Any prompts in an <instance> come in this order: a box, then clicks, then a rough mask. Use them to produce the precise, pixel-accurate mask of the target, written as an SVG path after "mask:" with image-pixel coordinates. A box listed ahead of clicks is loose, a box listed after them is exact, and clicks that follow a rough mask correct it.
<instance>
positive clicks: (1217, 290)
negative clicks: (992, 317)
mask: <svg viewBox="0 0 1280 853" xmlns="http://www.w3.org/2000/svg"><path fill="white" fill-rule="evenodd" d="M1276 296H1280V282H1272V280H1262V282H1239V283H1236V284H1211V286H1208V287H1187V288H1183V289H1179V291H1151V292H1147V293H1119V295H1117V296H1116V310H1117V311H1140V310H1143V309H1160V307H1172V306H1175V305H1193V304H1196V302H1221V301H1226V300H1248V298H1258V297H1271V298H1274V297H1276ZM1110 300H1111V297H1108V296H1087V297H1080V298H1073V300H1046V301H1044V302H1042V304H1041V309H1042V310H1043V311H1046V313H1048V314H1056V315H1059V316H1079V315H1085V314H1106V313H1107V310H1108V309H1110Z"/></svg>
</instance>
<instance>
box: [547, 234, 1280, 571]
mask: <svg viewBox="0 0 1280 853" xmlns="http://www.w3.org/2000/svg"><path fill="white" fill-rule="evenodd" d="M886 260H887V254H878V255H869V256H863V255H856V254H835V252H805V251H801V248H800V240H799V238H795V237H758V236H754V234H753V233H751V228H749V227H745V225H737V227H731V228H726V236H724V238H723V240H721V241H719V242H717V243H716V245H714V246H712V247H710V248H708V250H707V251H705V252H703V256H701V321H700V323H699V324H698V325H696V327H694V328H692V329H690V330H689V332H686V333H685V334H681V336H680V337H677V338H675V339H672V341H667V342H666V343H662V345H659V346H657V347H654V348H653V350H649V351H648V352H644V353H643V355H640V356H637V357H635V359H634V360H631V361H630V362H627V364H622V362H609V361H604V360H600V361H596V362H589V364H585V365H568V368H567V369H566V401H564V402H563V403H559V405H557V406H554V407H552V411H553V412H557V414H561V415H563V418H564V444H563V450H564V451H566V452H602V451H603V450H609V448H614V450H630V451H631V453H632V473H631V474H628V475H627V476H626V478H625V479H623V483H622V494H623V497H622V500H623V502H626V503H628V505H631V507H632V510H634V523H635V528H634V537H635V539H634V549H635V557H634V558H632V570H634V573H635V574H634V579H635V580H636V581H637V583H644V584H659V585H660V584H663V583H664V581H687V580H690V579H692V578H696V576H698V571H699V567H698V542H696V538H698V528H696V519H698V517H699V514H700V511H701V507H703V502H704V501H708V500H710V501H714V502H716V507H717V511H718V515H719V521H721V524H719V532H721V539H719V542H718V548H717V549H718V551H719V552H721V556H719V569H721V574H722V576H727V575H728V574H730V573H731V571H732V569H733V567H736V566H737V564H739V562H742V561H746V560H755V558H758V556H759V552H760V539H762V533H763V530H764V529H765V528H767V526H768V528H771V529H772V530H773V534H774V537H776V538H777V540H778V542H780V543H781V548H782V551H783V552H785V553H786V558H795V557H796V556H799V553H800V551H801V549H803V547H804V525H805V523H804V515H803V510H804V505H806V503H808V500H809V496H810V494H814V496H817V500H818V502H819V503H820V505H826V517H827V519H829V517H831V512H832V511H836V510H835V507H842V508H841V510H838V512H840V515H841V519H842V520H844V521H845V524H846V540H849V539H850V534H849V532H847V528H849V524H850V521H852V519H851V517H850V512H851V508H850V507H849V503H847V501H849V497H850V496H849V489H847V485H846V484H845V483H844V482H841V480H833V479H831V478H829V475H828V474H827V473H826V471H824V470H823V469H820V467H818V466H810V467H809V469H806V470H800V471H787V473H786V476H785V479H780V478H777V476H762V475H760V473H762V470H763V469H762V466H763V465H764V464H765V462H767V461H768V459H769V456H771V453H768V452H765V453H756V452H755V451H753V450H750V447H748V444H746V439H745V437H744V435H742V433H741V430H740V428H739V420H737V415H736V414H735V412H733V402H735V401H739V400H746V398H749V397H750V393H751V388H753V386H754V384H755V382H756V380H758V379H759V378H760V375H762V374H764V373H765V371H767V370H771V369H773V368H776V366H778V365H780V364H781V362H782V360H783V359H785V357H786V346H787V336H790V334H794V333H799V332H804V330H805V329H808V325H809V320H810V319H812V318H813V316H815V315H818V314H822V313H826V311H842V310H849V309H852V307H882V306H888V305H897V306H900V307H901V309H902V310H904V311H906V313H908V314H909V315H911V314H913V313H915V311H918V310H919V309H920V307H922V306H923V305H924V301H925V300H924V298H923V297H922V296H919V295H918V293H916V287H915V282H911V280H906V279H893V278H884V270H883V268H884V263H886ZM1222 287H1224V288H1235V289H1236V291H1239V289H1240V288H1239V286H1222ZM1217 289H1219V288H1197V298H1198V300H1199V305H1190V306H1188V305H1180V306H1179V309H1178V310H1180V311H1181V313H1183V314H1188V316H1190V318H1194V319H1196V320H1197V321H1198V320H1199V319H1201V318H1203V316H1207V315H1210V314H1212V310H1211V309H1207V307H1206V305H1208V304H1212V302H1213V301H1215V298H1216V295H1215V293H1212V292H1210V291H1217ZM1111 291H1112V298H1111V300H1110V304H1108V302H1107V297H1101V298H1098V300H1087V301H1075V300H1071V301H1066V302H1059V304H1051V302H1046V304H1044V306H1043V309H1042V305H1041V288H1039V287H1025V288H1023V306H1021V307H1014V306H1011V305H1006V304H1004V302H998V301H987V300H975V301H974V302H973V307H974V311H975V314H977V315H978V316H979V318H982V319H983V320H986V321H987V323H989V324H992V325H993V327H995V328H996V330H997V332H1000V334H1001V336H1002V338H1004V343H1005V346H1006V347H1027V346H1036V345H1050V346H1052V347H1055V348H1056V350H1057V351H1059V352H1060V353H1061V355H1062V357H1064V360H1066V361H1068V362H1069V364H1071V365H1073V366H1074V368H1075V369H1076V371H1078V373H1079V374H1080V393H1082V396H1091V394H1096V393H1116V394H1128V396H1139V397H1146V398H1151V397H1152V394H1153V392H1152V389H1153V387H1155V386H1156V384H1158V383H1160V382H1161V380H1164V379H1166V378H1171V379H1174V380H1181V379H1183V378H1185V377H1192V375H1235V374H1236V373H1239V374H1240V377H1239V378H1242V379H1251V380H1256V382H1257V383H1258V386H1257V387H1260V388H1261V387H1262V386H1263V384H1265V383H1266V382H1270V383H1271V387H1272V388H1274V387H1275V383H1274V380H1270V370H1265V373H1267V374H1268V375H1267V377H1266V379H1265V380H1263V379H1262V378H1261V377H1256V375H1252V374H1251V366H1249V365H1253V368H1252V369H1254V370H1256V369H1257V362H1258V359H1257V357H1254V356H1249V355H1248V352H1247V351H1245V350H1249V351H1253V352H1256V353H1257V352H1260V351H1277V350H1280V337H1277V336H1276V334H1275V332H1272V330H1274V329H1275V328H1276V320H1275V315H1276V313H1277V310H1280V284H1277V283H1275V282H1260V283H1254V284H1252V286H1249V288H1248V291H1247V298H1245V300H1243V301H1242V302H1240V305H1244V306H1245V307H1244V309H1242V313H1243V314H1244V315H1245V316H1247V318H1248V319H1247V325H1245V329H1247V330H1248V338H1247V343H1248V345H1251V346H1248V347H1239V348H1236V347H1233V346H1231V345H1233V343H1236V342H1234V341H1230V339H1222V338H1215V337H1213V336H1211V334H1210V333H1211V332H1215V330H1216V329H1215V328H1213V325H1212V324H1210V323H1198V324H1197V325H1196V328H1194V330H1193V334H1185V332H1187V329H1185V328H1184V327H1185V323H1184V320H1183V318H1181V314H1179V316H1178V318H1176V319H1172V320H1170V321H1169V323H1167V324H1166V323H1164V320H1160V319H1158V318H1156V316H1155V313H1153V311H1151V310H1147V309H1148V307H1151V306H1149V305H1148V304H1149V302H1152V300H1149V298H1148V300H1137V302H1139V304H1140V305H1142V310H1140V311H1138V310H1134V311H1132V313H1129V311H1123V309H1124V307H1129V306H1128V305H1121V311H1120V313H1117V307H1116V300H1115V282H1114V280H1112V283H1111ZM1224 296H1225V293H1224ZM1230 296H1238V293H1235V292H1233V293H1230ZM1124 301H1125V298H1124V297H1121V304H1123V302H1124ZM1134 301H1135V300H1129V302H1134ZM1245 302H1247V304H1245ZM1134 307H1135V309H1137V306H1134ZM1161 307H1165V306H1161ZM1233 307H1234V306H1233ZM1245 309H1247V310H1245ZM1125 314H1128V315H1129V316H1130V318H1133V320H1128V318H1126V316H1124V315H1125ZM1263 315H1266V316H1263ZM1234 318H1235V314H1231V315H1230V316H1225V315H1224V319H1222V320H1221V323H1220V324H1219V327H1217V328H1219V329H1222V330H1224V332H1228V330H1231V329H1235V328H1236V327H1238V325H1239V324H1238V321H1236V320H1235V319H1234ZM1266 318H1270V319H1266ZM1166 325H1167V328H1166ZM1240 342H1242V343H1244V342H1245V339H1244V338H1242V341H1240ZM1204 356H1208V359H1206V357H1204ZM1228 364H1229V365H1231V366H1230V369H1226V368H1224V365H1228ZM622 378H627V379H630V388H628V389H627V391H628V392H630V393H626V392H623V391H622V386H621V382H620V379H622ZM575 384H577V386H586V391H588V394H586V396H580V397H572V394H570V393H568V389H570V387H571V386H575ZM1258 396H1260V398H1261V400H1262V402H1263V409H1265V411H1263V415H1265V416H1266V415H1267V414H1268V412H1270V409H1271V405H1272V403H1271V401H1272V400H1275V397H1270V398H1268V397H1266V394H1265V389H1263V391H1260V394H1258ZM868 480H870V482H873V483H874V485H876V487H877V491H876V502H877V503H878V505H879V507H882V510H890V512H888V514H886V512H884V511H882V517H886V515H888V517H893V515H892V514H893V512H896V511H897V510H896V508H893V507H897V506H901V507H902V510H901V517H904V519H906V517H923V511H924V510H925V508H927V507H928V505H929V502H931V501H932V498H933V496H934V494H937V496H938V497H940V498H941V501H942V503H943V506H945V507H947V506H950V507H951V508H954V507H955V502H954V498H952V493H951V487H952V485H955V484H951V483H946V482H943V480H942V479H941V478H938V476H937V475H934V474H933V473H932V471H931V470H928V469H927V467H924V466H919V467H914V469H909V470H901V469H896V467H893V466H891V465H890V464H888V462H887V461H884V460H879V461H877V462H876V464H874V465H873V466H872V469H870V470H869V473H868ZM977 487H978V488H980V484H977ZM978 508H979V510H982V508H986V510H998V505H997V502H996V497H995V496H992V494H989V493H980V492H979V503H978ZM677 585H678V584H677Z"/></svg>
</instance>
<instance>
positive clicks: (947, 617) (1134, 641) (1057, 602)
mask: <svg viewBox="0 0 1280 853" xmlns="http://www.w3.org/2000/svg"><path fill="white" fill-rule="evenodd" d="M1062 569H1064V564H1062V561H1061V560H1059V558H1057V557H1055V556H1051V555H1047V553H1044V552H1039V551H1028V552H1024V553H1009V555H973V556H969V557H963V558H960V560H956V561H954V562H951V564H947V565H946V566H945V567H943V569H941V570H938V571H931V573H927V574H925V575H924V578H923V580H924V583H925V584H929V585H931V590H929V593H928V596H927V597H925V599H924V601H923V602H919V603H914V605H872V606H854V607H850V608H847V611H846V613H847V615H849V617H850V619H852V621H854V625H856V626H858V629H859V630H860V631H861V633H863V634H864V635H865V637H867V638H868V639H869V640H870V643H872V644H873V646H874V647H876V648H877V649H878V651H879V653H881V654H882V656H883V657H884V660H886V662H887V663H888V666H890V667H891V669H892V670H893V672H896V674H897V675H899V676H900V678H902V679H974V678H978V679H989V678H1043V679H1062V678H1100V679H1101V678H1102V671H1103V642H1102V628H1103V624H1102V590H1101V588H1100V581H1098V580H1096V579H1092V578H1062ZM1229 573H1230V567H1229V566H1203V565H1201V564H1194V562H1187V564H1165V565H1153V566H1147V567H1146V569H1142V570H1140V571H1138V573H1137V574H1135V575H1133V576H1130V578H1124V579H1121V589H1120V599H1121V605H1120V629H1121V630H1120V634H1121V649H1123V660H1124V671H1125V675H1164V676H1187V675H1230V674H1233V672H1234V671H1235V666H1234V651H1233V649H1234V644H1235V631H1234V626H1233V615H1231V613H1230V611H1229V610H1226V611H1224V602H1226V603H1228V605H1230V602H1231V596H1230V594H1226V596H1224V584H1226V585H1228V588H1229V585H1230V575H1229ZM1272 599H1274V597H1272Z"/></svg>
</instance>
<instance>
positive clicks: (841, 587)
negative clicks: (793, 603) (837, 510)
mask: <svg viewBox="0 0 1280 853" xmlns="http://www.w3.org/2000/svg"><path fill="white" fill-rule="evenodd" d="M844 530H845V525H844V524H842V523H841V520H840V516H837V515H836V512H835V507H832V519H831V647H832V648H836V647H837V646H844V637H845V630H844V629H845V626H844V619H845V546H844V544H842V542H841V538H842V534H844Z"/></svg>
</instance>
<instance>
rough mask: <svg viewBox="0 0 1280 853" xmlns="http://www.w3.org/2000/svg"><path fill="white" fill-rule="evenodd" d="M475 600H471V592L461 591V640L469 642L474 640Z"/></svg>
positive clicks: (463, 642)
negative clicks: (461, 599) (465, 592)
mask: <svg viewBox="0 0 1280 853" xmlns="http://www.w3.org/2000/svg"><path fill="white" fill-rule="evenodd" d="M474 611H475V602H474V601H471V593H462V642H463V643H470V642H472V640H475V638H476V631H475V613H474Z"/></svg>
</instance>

(INSTRUCTIONS TO FOLLOW) Set down only these lines, exactly: the line containing "positive clicks: (463, 642)" and each line after it, through the end of the listing.

(WRITTEN ANSWER)
positive clicks: (463, 642)
negative clicks: (461, 599) (465, 592)
mask: <svg viewBox="0 0 1280 853" xmlns="http://www.w3.org/2000/svg"><path fill="white" fill-rule="evenodd" d="M474 611H475V602H474V601H471V593H462V642H463V643H470V642H472V640H475V638H476V631H475V613H474Z"/></svg>
</instance>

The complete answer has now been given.